# [Exercise materials]
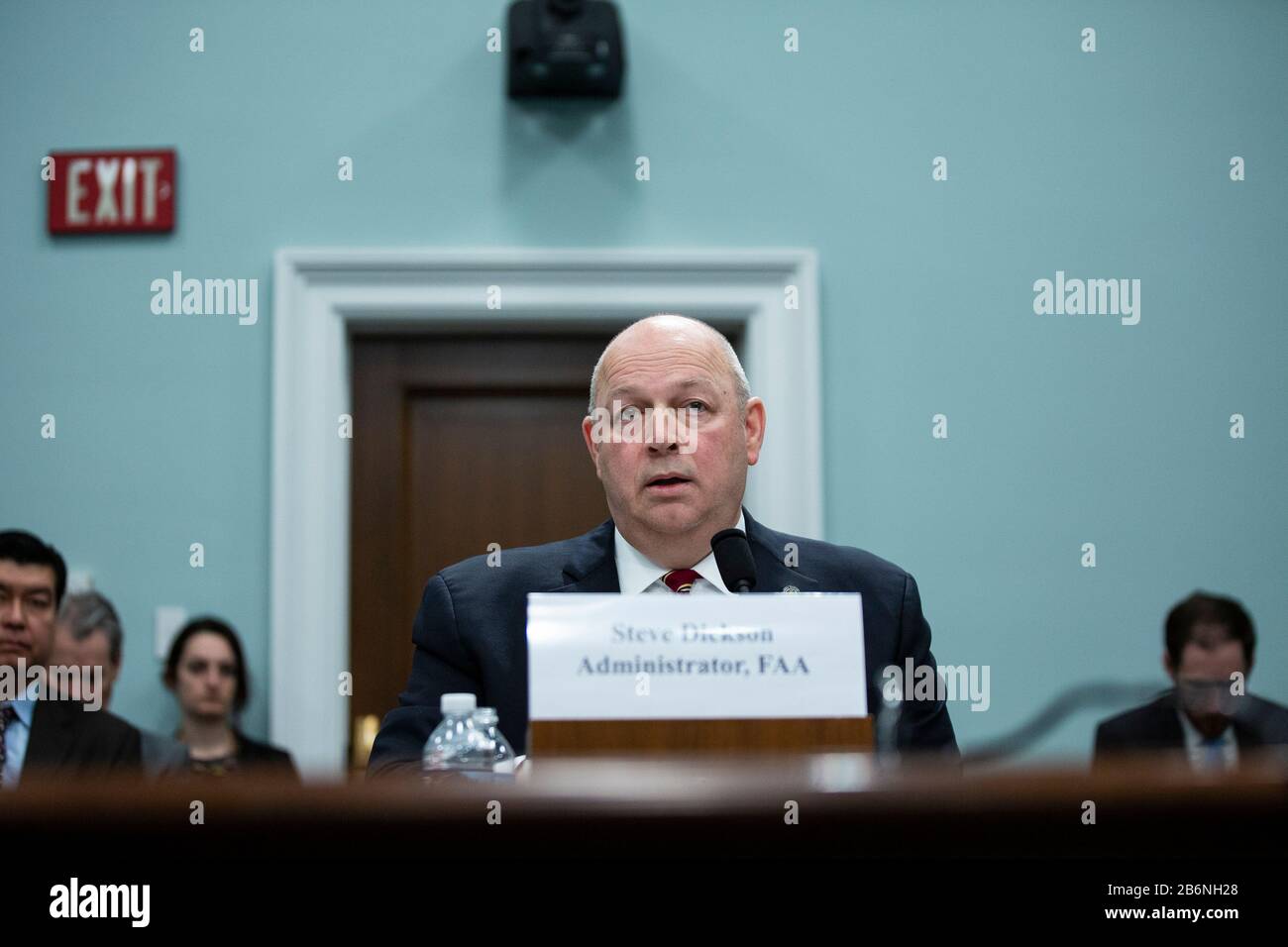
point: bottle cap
(456, 703)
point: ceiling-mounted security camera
(566, 50)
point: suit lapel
(592, 565)
(51, 740)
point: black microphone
(733, 558)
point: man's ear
(755, 429)
(588, 427)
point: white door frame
(320, 295)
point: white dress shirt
(638, 574)
(1220, 754)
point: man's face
(674, 484)
(1203, 678)
(91, 651)
(27, 612)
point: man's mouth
(668, 483)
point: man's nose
(662, 434)
(13, 616)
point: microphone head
(734, 561)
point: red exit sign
(111, 191)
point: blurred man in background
(88, 634)
(40, 732)
(1209, 714)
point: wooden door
(458, 442)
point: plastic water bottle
(467, 742)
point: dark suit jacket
(69, 741)
(471, 630)
(1155, 727)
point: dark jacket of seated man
(471, 630)
(1157, 727)
(67, 740)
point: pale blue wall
(1061, 429)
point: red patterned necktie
(7, 715)
(681, 579)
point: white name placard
(629, 657)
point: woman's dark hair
(1202, 608)
(209, 625)
(25, 549)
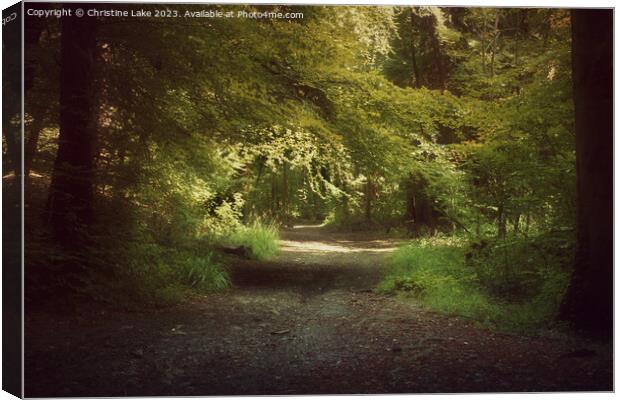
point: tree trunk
(417, 80)
(501, 222)
(588, 304)
(369, 196)
(70, 199)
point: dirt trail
(306, 323)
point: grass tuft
(434, 270)
(260, 239)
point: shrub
(260, 239)
(435, 271)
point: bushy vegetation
(261, 240)
(510, 285)
(418, 120)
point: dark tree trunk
(70, 199)
(588, 304)
(369, 197)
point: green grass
(434, 270)
(260, 239)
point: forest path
(307, 322)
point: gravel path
(305, 323)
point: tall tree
(71, 191)
(589, 300)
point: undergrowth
(260, 239)
(511, 285)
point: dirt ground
(306, 323)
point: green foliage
(204, 128)
(260, 239)
(435, 270)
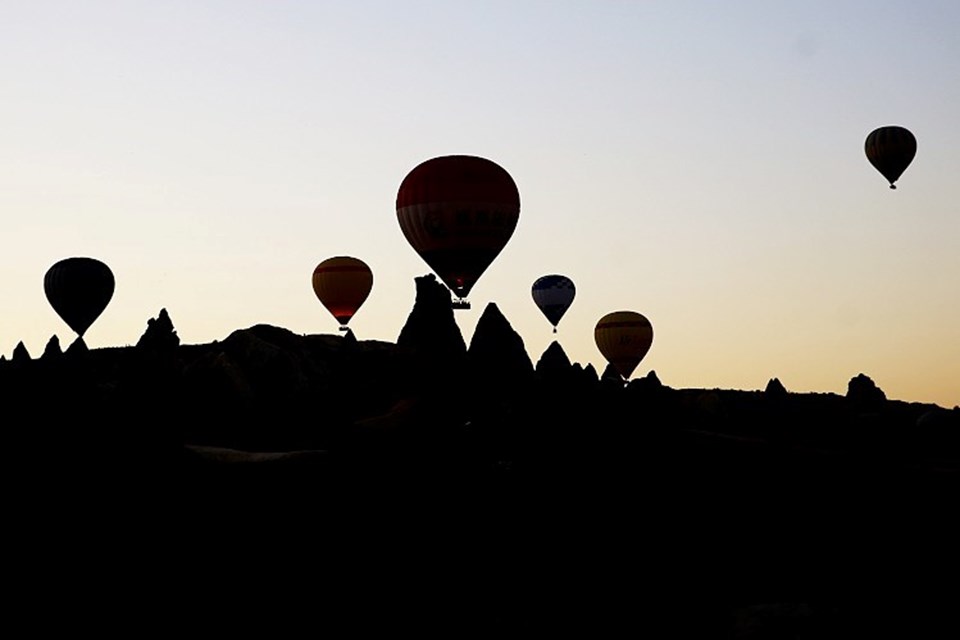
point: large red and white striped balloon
(458, 212)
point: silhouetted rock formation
(864, 394)
(160, 335)
(553, 362)
(431, 330)
(293, 451)
(497, 358)
(77, 348)
(611, 375)
(649, 383)
(434, 355)
(775, 389)
(52, 350)
(20, 353)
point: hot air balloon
(342, 284)
(890, 150)
(458, 212)
(79, 289)
(553, 294)
(623, 337)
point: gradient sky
(700, 162)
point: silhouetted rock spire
(52, 350)
(20, 353)
(862, 391)
(430, 327)
(497, 349)
(160, 334)
(499, 364)
(77, 347)
(775, 389)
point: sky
(701, 163)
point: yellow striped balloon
(342, 284)
(891, 150)
(624, 338)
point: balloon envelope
(79, 289)
(342, 284)
(891, 150)
(623, 337)
(553, 294)
(458, 212)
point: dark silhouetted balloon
(891, 150)
(342, 284)
(553, 294)
(458, 212)
(79, 289)
(623, 337)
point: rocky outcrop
(864, 394)
(430, 329)
(775, 390)
(497, 357)
(20, 353)
(160, 335)
(52, 351)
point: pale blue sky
(698, 162)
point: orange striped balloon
(624, 338)
(342, 284)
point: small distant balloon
(624, 338)
(79, 289)
(458, 212)
(342, 284)
(890, 150)
(553, 294)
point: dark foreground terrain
(326, 484)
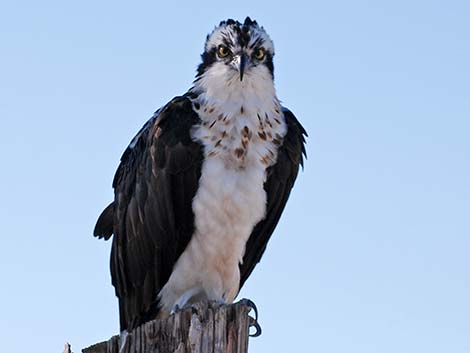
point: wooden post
(205, 328)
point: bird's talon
(251, 305)
(254, 323)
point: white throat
(242, 121)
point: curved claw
(251, 305)
(253, 321)
(255, 324)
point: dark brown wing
(153, 219)
(280, 179)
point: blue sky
(372, 253)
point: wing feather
(280, 180)
(153, 219)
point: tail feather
(104, 224)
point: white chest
(240, 142)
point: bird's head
(236, 52)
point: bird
(201, 187)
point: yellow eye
(259, 54)
(223, 51)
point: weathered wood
(205, 328)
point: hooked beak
(243, 61)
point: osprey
(202, 185)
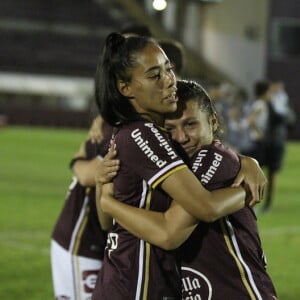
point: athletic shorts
(74, 277)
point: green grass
(34, 176)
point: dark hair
(175, 52)
(136, 28)
(116, 62)
(261, 87)
(188, 90)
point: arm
(105, 172)
(167, 230)
(207, 206)
(106, 221)
(253, 177)
(85, 169)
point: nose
(180, 136)
(169, 79)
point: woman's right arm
(167, 230)
(186, 189)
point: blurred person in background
(77, 241)
(280, 117)
(233, 241)
(135, 88)
(176, 53)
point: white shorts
(74, 277)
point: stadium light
(159, 4)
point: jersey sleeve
(148, 152)
(216, 166)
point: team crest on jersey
(89, 278)
(195, 285)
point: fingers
(238, 180)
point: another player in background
(222, 259)
(135, 88)
(77, 241)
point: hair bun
(114, 41)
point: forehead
(150, 57)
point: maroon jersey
(77, 228)
(224, 259)
(132, 268)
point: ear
(124, 88)
(214, 122)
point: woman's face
(193, 129)
(153, 84)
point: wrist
(247, 193)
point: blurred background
(48, 56)
(49, 50)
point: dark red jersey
(132, 268)
(77, 228)
(224, 259)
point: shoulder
(215, 164)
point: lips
(171, 97)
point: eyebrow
(157, 67)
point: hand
(95, 133)
(252, 178)
(106, 195)
(108, 167)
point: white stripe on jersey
(142, 247)
(141, 270)
(238, 252)
(164, 170)
(78, 224)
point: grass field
(34, 176)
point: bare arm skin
(106, 221)
(85, 170)
(167, 230)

# [Exercise aim]
Starting from the line with "point: white shorts" and ending with the final line of the data, quote every line exactly, both ends included.

# [Result below]
point: white shorts
(74, 277)
point: stadium light
(159, 4)
point: jersey sleeve
(148, 152)
(216, 166)
point: team crest on jersey
(89, 278)
(195, 285)
point: fingers
(238, 180)
point: another player in background
(222, 259)
(135, 88)
(77, 241)
point: hair bun
(114, 41)
point: forehead
(150, 57)
point: maroon jersey
(77, 228)
(224, 259)
(132, 268)
point: ear
(124, 88)
(214, 122)
point: woman's face
(193, 129)
(153, 84)
point: wrist
(247, 193)
point: blurred background
(48, 56)
(49, 50)
point: dark red jersey
(132, 268)
(77, 228)
(224, 259)
point: shoulder
(215, 164)
point: lips
(171, 97)
point: eyebrow
(157, 67)
point: hand
(95, 133)
(252, 178)
(106, 195)
(108, 167)
point: white stripe on jersey
(142, 247)
(141, 270)
(238, 252)
(164, 170)
(78, 224)
point: grass field
(34, 176)
point: bare arm skin
(106, 221)
(85, 170)
(167, 230)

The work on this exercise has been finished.